* Article:
┏━━
Suppose that (X,Y) has density function
$$f(x,y)=\frac{2}{(1+x+y)^3}\quad x,y\gt0 \quad$$
Determine the distribution of
(a) X + Y
(b) X − Y
My attempt at solving (a): $$U=X+Y,V=Y$$ $$f_{U,V}(u,v)=f_{X,Y}(u-v,v)|J|=\frac{2}{(1+u-v+v)^3}*1=\frac{2}{(1+u)^3}$$ $$f_{U}(u)=\int f_{U,V}(u,v)dv=\frac{2v}{(1+u)^3}$$
Answer in the book is $\frac{2u}{(1+u)^3}$
My attempt at solving (b): $$U=X-Y,V=Y$$ $$f_{U,V}(u,v)=f_{X,Y}(u+v,v)|J|=\frac{2}{(1+u+v+v)^3}*1=\frac{2}{(1+u+2v)^3}$$ $$f_{U}(u)=\int f_{U,V}(u,v)dv=\frac{-1}{2(2v+u+1)^2}$$
Answer in the book is $\frac{1}{2(1+|u|)^2}$
What did i do wrong? any feedback is appreciated!
┗━━
Rows from a dataset:
┏━━
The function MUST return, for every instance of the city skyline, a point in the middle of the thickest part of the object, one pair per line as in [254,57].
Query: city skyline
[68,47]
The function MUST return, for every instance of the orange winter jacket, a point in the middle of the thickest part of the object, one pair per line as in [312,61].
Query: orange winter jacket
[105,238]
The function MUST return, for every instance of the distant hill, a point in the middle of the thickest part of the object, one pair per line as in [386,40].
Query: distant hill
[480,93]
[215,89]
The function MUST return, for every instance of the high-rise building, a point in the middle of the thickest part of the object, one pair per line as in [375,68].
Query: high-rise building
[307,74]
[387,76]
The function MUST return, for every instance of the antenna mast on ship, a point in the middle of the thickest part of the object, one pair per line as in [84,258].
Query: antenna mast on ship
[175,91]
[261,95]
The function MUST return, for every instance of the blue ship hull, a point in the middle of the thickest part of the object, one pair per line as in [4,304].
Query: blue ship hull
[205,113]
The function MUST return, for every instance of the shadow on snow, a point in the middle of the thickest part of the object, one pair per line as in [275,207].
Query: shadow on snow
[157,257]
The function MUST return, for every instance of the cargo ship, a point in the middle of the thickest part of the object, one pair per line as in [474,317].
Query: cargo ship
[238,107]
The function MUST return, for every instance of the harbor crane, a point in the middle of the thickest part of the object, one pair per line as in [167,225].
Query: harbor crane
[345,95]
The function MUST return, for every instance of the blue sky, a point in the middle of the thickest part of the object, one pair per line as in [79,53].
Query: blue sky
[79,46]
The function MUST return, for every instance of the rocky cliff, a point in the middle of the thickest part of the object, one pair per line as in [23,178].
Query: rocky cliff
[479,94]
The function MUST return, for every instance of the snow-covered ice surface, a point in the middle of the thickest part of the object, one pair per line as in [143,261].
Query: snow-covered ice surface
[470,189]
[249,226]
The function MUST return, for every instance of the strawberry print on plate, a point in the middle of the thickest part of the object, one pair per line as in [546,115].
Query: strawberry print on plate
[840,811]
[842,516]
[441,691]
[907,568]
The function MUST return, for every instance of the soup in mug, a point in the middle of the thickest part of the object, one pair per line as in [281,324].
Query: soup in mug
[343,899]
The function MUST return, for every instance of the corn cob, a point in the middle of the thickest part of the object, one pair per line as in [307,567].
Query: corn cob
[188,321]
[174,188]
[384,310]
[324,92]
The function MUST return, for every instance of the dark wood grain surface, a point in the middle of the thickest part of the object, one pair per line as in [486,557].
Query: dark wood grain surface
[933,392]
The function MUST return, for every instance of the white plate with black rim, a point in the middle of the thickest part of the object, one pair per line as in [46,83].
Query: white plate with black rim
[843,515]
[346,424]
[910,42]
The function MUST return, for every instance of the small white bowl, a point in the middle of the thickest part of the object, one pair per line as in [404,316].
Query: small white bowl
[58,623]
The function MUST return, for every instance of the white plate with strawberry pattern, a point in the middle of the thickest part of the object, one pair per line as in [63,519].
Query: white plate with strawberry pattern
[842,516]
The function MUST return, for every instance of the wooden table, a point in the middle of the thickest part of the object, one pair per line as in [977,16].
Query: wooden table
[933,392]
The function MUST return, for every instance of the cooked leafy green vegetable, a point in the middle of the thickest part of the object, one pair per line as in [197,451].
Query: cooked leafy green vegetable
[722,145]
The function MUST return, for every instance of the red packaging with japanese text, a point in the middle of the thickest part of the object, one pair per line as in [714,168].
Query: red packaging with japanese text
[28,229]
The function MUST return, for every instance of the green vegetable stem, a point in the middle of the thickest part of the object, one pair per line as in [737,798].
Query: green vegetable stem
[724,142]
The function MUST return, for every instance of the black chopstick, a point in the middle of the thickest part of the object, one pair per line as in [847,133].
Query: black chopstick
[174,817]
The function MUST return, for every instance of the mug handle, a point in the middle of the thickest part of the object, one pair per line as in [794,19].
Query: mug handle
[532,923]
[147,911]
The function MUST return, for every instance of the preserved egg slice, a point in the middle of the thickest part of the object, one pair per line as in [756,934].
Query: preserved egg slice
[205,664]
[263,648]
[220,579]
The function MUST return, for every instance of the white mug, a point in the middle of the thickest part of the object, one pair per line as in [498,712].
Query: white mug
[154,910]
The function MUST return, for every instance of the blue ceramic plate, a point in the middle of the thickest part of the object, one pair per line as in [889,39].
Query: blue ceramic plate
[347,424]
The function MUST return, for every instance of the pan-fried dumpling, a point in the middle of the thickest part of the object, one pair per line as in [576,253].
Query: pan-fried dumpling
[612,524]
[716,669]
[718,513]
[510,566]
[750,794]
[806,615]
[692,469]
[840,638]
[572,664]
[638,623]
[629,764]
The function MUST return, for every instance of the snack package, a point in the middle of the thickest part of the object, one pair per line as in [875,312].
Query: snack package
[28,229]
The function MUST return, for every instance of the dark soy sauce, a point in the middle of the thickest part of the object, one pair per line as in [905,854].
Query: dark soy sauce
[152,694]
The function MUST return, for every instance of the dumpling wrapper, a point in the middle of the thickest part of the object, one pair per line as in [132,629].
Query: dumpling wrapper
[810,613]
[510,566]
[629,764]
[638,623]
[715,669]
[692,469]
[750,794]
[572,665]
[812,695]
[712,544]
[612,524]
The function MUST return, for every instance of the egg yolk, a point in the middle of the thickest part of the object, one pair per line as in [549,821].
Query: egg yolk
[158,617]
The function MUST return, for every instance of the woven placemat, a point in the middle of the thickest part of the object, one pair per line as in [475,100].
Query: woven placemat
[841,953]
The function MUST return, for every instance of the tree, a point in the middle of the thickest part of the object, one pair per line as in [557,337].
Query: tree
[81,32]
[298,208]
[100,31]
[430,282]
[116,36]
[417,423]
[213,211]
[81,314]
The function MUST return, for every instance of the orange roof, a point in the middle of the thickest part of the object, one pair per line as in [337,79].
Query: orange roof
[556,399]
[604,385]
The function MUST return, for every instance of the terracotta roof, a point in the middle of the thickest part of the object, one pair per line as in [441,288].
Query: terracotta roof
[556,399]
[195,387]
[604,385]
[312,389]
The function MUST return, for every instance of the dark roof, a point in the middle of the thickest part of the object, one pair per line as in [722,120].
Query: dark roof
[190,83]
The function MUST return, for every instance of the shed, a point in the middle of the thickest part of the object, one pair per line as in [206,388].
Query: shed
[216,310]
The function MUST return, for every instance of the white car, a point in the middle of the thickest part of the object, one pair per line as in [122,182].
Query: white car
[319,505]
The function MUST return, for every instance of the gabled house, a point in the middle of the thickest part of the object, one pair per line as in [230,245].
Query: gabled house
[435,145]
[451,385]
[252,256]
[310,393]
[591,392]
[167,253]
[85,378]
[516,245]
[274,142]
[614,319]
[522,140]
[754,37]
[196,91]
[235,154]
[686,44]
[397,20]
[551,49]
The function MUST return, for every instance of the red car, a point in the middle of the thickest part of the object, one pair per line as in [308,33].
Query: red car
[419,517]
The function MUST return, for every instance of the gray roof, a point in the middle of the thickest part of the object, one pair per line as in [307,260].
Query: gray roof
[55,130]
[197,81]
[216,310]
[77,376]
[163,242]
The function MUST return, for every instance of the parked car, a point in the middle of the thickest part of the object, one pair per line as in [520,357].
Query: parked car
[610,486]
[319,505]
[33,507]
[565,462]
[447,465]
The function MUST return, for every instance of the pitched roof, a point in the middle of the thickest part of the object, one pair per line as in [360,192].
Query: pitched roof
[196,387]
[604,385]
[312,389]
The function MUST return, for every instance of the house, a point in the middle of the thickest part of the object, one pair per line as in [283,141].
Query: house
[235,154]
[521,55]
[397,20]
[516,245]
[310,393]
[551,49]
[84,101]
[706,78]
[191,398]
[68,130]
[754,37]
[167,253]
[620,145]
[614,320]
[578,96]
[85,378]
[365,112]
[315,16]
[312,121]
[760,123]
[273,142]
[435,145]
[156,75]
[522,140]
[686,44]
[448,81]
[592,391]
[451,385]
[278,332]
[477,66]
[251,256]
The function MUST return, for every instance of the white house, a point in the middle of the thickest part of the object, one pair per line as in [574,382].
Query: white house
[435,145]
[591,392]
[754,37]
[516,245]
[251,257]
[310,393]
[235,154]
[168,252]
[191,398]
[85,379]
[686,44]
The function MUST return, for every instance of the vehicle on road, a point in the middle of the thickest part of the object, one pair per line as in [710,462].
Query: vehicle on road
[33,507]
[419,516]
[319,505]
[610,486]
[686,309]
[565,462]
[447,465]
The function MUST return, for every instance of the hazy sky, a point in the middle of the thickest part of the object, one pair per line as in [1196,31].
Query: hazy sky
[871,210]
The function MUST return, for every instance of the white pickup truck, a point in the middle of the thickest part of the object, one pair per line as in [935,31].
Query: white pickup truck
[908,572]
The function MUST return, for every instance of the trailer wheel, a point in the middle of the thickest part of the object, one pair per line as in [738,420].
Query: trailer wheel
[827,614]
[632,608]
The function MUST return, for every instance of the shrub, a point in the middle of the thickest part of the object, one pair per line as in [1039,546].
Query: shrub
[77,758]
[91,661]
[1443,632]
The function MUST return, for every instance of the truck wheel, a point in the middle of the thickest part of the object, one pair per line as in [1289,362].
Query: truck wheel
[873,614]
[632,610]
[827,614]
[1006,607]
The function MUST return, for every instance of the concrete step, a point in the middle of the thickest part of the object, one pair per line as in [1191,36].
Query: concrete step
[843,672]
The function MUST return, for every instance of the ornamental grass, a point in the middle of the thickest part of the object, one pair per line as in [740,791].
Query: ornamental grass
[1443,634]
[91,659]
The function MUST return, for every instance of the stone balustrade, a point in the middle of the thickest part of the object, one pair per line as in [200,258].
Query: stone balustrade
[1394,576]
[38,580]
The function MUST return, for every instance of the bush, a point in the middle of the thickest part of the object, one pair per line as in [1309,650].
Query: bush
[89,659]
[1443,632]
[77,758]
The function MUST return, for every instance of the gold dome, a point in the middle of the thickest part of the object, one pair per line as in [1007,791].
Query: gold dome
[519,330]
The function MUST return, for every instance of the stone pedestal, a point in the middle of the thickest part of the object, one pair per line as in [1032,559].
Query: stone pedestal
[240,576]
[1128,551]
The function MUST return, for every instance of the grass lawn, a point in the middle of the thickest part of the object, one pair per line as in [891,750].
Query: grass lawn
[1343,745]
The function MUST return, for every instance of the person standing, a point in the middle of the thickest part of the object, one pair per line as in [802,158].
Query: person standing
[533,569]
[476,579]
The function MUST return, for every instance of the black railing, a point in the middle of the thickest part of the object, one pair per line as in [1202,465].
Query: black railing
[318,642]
┗━━
* What you will do: Please continue the forum post on finding the distributions of X + Y and X − Y, starting right after its last sentence.

* Answer to this problem:
Look to the bounds of the integrals. They are not indefinite. Where do your $U,V$ "live"?
The support for $(X,Y)$ is $\{(x,y): 0<x, 0<y\}$
So setting $U=X+Y$, then the support for $(U,Y)$ is $\{(u,y): 0<y<u\}$ . Because is $X$ is strictly positive then surely: $Y<X+Y$ . Thus you must have:
$$f_U(u)=\int_{0}^u \frac 2{(1+(u-y)+y)^3}\mathsf d y=\dfrac{2u}{(1+u)^3}$$
Likewise setting $V=X-Y$, then the support for $(V,Y)$ is $\{(v,y):0< y, -y<v\}$.
$$f_V(v) = \int_{\max\{0,-v\}}^\infty \dfrac{2}{(1+(v+y)+y))^3}\mathsf d y$$
So...